It is possible that the only case of sexual-orientation based “discrimination” in public accommodations that the Colorado Civil Rights Commission pursued in 2012 was the case against Phillips­­. Progressive law professor and gay-rights advocate Andrew Koppelman considers it, as he has written, one of a “handful [of cases] in a country of 300 million people” in which people refused to celebrate a same-sex wedding but did not make “claims of a right to simply refuse to deal with gay people.”

This is the heart of the controversy. Phillips’s objection is to participating in—and thereby affirming, particular conduct, not a person’s identity. Why, then, do some find it so difficult to tolerate him?

The actions against Phillips are a form of religious zealotry. As Phillip Muñoz articulates, “Like heretics of old, Phillips is being persecuted by authorities who seek to enforce their dogmas.” He dissented from a certain orthodoxy, and in the view of Colorado’s commission, deserves punishment.

### [TASK SET]
- A) Using the passage about the Phillips case, decide whether each statement agrees with it, and support each yes or no with the deciding words quoted from the passage: (i) Andrew Koppelman is described as a progressive law professor. (ii) Phillips objects to a person's identity. (iii) Phillips is compared to heretics.
- B) Retype the passage about the Phillips case between "The actions against" and "commission, deserves punishment.", inclusive.
The saved entries have no connection to the passage about the Phillips case.

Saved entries
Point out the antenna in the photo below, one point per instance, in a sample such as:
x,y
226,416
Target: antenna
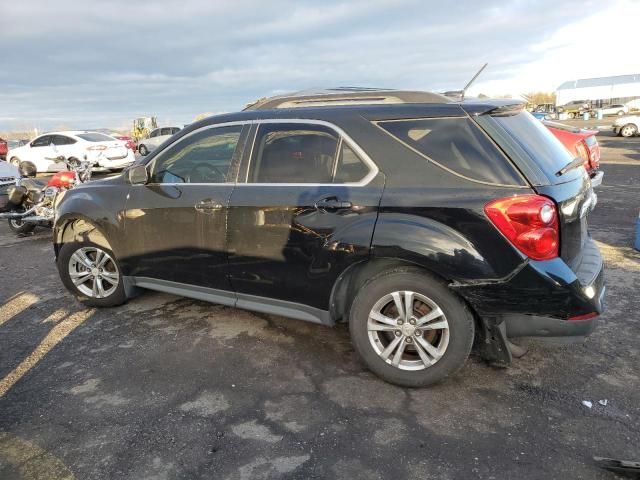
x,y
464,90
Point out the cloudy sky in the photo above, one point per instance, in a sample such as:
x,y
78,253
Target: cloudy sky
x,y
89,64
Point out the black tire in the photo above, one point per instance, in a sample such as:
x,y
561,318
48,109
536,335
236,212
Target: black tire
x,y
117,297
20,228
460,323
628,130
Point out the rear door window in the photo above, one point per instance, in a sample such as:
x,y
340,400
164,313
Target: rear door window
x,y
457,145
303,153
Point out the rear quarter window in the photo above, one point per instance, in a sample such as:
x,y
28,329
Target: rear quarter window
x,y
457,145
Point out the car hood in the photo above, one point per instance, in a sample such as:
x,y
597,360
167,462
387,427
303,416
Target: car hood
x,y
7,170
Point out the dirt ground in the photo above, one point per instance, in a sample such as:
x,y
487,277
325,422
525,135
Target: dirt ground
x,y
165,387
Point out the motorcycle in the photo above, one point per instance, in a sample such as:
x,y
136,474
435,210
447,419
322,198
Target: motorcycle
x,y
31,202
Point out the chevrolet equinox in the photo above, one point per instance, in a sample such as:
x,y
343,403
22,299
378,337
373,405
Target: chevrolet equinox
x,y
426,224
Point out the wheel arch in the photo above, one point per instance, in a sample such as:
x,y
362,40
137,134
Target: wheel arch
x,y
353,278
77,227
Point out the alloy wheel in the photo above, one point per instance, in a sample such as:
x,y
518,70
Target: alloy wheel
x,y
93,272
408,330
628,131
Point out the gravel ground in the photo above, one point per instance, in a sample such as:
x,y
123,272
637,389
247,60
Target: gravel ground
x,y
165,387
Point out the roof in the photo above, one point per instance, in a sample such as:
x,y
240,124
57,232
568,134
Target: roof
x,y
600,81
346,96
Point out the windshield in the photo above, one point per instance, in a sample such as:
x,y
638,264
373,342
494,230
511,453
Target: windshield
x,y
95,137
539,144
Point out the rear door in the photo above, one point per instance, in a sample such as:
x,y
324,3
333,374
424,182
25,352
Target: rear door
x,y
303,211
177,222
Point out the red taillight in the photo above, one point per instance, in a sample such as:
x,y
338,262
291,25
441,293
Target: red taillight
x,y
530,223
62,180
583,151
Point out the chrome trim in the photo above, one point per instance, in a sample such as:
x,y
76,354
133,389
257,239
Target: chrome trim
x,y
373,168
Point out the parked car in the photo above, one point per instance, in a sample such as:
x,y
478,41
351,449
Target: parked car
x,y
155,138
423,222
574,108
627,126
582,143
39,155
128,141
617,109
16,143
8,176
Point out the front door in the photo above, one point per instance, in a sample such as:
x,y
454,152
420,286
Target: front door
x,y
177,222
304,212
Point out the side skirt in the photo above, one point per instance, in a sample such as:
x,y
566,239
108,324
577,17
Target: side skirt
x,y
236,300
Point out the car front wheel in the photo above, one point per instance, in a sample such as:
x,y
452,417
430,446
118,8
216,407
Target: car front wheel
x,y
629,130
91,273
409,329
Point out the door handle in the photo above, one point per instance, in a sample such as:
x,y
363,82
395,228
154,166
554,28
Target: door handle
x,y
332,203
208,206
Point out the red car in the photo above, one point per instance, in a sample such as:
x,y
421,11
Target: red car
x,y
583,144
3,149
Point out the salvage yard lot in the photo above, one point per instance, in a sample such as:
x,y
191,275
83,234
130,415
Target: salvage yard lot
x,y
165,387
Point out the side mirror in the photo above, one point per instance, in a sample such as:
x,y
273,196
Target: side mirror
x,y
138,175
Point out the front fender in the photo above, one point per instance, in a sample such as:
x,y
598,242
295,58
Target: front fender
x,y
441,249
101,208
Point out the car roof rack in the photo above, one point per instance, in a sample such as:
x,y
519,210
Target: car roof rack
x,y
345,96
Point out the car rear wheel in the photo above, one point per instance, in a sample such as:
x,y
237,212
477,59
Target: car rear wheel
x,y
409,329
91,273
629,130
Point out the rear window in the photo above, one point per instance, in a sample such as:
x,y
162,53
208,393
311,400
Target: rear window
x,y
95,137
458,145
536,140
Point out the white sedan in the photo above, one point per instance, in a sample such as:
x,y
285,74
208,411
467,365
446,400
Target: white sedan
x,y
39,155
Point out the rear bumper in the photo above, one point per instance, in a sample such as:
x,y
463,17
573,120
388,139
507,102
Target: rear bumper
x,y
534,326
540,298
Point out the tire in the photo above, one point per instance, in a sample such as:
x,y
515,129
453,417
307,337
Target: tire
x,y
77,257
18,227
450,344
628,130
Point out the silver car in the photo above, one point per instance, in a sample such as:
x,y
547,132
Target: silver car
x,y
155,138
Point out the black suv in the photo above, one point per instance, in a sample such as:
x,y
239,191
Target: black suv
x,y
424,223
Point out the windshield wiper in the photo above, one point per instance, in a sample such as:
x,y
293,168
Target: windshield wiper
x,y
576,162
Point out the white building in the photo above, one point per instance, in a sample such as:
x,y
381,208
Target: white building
---
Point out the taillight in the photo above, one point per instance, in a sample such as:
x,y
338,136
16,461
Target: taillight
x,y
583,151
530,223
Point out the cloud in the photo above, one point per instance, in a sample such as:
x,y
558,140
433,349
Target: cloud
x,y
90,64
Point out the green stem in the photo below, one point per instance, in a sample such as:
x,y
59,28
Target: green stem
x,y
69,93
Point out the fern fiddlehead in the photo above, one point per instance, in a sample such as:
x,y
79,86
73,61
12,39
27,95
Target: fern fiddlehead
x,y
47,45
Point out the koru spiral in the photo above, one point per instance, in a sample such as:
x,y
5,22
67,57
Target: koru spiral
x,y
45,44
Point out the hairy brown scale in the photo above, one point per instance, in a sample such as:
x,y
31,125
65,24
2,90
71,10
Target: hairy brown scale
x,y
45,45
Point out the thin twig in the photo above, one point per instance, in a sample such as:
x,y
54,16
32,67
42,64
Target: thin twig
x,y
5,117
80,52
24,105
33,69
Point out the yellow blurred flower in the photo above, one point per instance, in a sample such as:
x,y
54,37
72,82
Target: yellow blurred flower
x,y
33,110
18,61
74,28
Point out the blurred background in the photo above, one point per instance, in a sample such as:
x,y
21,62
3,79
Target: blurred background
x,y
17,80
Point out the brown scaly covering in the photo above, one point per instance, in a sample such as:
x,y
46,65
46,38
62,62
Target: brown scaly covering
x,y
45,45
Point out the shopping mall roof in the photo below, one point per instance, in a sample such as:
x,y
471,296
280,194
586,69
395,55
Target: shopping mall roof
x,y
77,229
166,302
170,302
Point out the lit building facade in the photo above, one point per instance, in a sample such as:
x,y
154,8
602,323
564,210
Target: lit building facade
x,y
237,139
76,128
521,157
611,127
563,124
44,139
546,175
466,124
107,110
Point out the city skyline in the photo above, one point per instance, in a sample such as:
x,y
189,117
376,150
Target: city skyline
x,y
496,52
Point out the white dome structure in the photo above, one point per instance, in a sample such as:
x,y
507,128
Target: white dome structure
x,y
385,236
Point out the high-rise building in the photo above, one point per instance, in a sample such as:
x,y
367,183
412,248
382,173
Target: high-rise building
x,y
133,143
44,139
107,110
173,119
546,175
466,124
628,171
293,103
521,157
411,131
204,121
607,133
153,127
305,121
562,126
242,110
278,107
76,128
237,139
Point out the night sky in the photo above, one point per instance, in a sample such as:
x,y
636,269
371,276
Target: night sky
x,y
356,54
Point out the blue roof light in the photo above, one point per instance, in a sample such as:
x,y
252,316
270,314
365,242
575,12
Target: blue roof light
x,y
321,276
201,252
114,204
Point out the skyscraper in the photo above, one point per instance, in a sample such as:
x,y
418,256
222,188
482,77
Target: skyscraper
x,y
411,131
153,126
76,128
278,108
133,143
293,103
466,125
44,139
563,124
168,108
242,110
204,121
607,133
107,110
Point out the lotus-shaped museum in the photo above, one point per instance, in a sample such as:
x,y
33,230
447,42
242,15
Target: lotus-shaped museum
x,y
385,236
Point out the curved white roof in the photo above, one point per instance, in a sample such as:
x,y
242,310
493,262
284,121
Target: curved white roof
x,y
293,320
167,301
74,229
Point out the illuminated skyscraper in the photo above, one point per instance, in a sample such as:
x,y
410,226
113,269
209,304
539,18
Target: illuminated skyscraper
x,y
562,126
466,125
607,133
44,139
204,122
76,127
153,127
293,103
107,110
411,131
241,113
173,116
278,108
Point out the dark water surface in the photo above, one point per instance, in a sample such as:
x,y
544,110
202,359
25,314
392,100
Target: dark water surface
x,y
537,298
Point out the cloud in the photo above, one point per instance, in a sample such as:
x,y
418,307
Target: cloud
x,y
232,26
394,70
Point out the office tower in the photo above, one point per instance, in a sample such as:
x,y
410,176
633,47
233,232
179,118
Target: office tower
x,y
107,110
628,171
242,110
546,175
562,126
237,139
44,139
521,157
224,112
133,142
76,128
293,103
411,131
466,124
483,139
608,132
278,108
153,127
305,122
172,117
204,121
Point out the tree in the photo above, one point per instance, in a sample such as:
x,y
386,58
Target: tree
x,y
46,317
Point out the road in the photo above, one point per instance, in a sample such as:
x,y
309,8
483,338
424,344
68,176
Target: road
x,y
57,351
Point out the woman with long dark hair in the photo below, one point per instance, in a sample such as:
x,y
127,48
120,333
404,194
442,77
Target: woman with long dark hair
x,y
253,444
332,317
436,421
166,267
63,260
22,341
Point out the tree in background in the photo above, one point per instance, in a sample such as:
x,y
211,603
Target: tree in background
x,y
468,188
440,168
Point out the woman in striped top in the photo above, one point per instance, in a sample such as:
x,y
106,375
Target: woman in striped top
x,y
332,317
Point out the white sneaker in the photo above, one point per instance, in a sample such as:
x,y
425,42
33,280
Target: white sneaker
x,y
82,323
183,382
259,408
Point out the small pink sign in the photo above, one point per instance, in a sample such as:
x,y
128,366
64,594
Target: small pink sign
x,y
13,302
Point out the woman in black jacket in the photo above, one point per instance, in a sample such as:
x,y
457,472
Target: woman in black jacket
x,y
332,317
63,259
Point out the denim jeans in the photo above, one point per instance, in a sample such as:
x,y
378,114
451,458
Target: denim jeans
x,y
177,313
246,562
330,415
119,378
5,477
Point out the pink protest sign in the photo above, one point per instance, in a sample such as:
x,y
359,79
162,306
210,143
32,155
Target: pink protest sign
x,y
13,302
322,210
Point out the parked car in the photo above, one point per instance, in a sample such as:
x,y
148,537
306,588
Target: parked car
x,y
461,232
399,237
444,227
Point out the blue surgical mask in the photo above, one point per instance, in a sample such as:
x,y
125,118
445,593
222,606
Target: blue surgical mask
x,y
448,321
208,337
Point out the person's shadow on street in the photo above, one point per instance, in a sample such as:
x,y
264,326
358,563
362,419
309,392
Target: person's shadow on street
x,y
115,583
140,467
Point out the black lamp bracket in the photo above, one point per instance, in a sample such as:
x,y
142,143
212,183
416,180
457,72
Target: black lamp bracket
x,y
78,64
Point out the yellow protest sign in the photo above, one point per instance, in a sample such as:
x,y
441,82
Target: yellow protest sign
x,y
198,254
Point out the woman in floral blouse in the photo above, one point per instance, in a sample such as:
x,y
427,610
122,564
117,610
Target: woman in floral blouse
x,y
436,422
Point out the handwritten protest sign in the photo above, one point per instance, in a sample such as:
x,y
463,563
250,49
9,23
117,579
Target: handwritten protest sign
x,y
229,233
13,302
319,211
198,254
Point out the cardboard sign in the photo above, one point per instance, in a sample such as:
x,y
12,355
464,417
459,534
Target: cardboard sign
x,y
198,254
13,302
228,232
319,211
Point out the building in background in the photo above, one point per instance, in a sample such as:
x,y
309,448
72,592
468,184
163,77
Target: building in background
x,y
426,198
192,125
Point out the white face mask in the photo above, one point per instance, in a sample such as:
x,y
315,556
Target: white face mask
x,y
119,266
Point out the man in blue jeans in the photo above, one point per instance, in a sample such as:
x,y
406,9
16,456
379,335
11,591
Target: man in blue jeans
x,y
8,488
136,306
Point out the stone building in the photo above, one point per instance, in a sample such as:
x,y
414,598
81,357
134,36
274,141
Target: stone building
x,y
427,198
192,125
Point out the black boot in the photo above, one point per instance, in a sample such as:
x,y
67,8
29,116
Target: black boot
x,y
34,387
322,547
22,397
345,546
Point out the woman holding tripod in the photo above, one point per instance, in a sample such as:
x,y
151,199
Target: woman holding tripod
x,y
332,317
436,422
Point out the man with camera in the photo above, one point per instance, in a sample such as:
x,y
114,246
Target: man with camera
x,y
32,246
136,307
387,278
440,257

### [SOLUTION SET]
- A)
(i) Yes: "Progressive law professor and gay-rights advocate Andrew Koppelman"
(ii) No: "Phillips’s objection is to participating in—and thereby affirming, particular conduct, not a person’s identity."
(iii) Yes: "Like heretics of old, Phillips is being persecuted by authorities who seek to enforce their dogmas."

- B)
The actions against Phillips are a form of religious zealotry. As Phillip Muñoz articulates, “Like heretics of old, Phillips is being persecuted by authorities who seek to enforce their dogmas.” He dissented from a certain orthodoxy, and in the view of Colorado’s commission, deserves punishment.